begin

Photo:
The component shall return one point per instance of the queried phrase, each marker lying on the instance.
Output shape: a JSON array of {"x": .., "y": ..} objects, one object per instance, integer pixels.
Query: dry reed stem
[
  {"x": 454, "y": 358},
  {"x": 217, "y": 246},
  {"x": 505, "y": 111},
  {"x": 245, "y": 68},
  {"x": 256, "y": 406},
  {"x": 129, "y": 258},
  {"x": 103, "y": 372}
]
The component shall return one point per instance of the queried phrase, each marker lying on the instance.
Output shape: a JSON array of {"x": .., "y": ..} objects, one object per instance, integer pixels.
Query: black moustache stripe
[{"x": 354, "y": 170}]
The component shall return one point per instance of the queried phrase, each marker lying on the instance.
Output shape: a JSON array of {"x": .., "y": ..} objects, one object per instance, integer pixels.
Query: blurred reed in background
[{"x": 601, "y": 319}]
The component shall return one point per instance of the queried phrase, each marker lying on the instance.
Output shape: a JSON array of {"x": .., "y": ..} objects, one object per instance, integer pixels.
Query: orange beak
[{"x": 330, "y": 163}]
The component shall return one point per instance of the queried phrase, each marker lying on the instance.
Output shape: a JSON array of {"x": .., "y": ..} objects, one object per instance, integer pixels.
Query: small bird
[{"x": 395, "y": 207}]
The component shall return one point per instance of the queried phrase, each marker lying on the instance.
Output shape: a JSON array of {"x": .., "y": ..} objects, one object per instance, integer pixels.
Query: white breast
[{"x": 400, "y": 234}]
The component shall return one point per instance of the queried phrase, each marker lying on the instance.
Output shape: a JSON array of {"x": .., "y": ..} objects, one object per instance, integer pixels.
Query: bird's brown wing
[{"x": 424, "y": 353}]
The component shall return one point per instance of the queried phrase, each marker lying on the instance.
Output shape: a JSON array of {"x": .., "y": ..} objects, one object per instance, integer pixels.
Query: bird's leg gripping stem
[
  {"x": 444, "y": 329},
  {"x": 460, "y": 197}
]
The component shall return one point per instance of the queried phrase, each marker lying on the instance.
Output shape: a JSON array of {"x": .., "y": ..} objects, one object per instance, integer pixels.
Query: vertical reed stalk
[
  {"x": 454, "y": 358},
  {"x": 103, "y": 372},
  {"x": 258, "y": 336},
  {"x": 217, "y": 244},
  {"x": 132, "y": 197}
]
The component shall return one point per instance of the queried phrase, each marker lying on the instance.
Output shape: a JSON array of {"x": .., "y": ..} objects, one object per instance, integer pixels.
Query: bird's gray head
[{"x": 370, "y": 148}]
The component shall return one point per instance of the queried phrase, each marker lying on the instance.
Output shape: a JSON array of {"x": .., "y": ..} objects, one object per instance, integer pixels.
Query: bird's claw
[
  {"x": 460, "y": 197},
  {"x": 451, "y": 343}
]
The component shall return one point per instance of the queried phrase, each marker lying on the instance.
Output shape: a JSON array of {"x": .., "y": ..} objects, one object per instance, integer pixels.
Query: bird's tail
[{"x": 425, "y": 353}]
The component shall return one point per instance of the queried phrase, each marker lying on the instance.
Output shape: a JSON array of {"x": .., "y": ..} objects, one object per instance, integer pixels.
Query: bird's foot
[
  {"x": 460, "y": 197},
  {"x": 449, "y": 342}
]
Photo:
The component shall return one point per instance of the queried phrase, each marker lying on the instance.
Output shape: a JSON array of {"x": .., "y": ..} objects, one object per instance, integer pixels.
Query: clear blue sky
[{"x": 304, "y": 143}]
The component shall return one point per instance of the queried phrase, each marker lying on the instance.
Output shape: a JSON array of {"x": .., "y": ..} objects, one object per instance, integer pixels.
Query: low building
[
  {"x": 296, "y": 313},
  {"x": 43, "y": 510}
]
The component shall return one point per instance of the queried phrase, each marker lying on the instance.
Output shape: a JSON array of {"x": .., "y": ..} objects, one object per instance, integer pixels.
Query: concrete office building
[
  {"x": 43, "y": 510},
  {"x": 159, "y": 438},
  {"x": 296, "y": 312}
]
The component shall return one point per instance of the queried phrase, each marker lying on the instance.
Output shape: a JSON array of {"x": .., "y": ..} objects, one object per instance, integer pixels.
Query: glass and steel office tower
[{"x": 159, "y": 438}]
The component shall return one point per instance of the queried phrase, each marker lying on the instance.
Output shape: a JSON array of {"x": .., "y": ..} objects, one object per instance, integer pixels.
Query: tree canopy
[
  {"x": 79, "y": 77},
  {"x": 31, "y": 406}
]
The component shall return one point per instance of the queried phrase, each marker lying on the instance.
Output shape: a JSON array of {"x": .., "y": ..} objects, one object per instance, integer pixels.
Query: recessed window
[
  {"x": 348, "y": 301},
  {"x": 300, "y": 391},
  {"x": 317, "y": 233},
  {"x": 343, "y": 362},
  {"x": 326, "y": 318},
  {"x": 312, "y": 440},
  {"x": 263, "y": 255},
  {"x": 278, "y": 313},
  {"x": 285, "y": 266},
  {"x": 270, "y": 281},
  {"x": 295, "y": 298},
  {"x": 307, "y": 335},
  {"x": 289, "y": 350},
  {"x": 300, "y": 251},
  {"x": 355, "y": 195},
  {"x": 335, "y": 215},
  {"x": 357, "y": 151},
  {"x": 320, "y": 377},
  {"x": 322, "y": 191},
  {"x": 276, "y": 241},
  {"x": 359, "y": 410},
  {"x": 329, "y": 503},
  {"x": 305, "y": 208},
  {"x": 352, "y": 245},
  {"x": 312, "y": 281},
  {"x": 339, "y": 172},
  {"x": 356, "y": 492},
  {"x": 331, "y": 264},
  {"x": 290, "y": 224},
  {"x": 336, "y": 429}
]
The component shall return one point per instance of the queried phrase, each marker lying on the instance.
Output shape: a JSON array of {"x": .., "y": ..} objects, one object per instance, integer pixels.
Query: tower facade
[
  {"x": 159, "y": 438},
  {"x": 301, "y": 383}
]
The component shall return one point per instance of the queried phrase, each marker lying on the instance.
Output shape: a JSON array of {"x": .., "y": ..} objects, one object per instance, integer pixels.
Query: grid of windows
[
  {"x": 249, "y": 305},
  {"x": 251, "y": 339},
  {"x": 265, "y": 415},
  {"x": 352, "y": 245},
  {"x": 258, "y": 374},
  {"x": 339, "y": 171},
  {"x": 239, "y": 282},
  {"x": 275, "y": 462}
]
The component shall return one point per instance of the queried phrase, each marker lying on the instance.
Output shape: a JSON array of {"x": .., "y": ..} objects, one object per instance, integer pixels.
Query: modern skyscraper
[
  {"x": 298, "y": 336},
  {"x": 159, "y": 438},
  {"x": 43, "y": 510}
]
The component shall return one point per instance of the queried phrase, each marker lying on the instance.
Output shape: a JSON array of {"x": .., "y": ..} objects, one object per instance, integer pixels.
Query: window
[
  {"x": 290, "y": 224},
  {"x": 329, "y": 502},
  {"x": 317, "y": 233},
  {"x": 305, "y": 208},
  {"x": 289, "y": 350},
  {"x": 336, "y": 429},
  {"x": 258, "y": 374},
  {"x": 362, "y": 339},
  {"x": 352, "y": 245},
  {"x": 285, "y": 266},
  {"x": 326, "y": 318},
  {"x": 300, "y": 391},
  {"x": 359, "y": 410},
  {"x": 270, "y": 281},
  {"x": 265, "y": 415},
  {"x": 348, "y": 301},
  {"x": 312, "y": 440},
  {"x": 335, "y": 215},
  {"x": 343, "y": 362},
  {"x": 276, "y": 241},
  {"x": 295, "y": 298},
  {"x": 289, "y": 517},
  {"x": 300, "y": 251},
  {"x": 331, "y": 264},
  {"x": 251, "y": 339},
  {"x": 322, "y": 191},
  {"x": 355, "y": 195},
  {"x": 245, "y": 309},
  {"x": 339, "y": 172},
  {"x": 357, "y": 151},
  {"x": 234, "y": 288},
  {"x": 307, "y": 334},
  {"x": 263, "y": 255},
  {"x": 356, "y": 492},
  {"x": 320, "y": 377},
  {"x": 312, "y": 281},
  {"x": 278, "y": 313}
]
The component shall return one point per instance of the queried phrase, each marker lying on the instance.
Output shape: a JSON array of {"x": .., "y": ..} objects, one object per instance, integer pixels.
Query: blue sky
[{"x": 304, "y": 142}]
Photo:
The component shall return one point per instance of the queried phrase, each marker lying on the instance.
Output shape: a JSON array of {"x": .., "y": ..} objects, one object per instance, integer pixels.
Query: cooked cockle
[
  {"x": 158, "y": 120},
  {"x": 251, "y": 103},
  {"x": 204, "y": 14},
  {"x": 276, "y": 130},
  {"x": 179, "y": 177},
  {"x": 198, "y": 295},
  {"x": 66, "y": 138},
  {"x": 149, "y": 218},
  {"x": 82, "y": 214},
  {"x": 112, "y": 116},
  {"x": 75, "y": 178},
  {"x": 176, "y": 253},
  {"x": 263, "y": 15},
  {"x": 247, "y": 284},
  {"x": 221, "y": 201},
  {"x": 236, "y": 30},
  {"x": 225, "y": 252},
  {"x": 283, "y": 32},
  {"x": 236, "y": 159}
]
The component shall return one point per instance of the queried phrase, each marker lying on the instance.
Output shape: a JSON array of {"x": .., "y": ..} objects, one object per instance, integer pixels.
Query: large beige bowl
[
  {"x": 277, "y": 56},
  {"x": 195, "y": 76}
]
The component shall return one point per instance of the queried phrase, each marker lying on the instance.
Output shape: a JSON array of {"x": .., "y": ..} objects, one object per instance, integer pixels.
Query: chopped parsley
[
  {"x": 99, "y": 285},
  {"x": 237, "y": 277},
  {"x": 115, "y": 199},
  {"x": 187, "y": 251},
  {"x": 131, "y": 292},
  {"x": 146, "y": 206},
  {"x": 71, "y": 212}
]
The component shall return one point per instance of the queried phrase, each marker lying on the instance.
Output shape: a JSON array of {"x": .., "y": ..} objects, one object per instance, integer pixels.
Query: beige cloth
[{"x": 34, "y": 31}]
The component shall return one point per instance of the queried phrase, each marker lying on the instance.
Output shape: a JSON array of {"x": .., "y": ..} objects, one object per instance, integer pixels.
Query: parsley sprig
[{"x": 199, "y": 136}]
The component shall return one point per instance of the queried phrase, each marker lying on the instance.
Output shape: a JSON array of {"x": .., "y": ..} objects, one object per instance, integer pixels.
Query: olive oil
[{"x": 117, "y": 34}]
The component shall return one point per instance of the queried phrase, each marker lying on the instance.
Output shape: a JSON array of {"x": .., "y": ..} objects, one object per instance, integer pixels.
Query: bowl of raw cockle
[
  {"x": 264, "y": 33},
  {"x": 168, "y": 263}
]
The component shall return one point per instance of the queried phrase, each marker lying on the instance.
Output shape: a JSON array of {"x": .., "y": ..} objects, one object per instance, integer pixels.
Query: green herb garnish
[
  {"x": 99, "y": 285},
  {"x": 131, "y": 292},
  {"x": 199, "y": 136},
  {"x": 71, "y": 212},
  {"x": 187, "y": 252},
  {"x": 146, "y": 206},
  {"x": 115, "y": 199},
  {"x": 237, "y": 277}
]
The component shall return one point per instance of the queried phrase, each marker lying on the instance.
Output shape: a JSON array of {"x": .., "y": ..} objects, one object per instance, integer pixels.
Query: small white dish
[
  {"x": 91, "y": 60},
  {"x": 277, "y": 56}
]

end

WHAT YOU NEED TO DO:
Pick out every line of the entries above that contains the word "reed", and copy each of those lines.

WRITTEN ANSWER:
Query: dry reed stem
Query: blurred reed in background
Query: vertical reed stalk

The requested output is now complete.